EXERCICE ÉCRIT 1
Relevez toutes les personnes nommées dans l'extrait sur les Préludes de Debussy.
EXERCICE ÉCRIT 2
Donnez la suite de l'extrait sur les Préludes de Debussy, en commençant après sa dernière phrase.

EXTRAIT DU DOCUMENT
────────────────────────────────────────

Nouveaux Préludes

Que sont les Préludes de Debussy, des paysages, des poèmes ? Francesco Piemontesi répond : des toiles abstraites peintes par un clavier.

Il sculpte dans le somptueux piano enregistré ici un texte nouveau, dont la variété de jeux, la subtilité des phrasés, la clarté des rythmes, la transparence des harmonies pourtant cuivrées, l’absence de sollicitation, lui furent révélées lorsque son professeur Cécile Ousset mit entre ses mains une première édition des Préludes annotée par son maître Marcel Ciampi. Sur les portées couvertes par ses commentaires se remarquaient des pattes de mouches souvent énigmatiques : l’écriture de Debussy lui-même.

La somme de ces annotations produisit une nouvelle cartographie du continent des Préludes que Francesco Piemontesi restitue ici. Les tempos, les idées musicales, la profondeur du jeu et son éclat sombre ne sont pas si loin de la manière qu’y déploya Claudio Arrau, avec dans le médium une couleur plus lunaire, quelque chose de plus fluide, de plus rêvé.

La subtilité des phrasés et la précision du jeu changent radicalement le visage de certains Préludes : impossible de ne pas réécouter sans cesse « Les fées sont d’exquises danseuses » dont la réalisation est prodigieuse de précision, d’exactitude pour les teintes ou les phrasés, et dévoile dans toute sa complexité la syntaxe si mobile de Debussy : jamais son piano n’a été aussi proche de l’orchestre de Jeux. Et derrière cette perfection sans appui, un érotisme incessant meut cet univers de l’étrange. Ondine le signe bien entendu, mais plus encore Canope, Feuilles mortes, et dans le Premier Livre, Les sons et les parfums tournent dans l’air du soir ou Voiles.

────────────────────────────────────────

ENTRÉES FOURNIES
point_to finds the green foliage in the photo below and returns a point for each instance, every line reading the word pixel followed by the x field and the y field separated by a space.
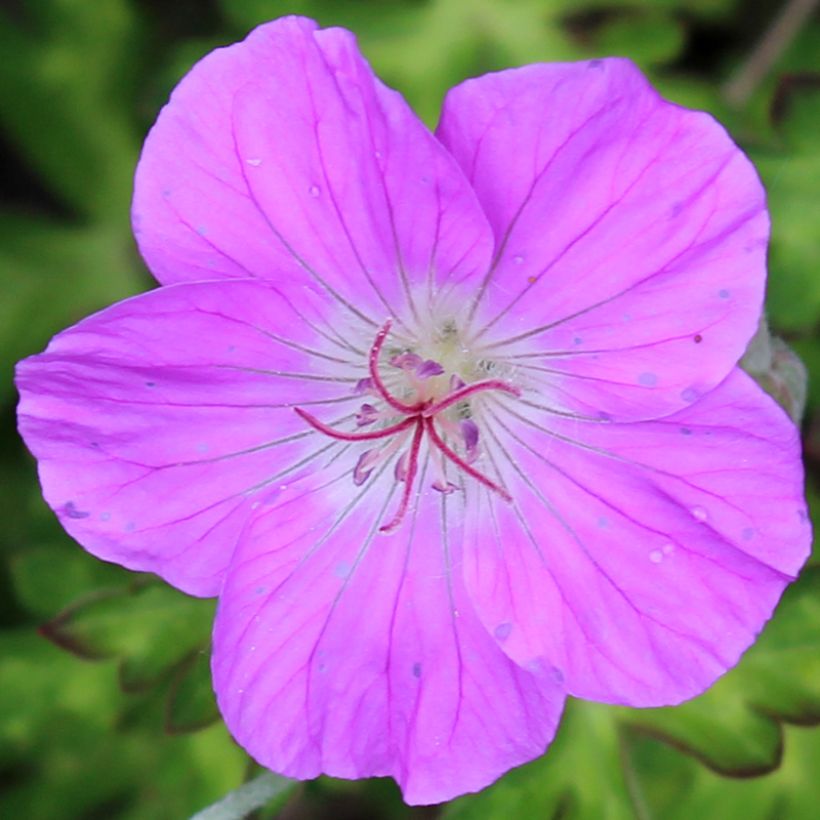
pixel 134 733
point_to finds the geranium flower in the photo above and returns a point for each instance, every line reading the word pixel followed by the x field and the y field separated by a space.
pixel 450 423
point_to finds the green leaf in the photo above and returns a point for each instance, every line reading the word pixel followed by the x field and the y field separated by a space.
pixel 50 576
pixel 52 276
pixel 792 176
pixel 65 88
pixel 191 704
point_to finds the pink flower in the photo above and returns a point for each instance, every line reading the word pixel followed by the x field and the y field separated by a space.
pixel 451 423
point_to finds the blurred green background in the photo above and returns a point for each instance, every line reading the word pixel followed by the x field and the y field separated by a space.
pixel 105 705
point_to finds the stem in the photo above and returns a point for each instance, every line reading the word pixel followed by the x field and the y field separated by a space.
pixel 368 436
pixel 468 390
pixel 412 469
pixel 375 351
pixel 460 463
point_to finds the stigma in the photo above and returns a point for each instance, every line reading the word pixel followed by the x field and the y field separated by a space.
pixel 430 405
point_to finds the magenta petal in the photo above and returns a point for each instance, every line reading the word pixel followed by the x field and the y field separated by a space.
pixel 283 155
pixel 643 557
pixel 344 651
pixel 159 420
pixel 632 236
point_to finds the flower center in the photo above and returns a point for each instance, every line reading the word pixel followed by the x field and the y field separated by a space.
pixel 429 405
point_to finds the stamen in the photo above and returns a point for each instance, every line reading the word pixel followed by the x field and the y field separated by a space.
pixel 468 390
pixel 429 426
pixel 369 436
pixel 378 384
pixel 412 468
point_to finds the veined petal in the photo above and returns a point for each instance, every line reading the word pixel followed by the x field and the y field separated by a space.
pixel 631 236
pixel 643 557
pixel 283 156
pixel 158 421
pixel 343 651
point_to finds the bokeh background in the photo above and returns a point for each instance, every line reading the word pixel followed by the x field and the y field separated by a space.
pixel 105 704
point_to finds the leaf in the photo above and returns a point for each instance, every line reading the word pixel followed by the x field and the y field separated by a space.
pixel 191 704
pixel 791 173
pixel 64 90
pixel 49 576
pixel 598 766
pixel 52 276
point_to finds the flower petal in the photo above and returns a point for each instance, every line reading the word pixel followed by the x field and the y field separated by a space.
pixel 343 651
pixel 643 558
pixel 631 233
pixel 283 155
pixel 156 420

────────────────────────────────────────

RÉPONSE 1
Debussy, Francesco Piemontesi, Cécile Ousset, Marcel Ciampi, Claudio Arrau

RÉPONSE 2
Certains trouveront la lecture faite comme à rebours. Le pianiste voit tous les Préludes depuis l’achèvement du Deuxième Livre, cela s’entend d’évidence. Il n’y a plus rien dans le Premier Livre d’insouciant, de simplement descriptif, tout déjà est abstrait, concentré, annonce par anticipation le diptyque final des Tierces alternées et de Feux d’artifice qui atteint les quasi cinq minutes, détaillé avec une minutie de dynamiques et de phrasés sidérante. C’est un choix drastique qui assume une vision nouvelle, radicale, dérangeante, un grand disque en somme. Je me demande bien ce qu’il ferait des Etudes.

LE DISQUE DU JOUR

cover debussy piemontesi naiveClaude Debussy (1862-1918)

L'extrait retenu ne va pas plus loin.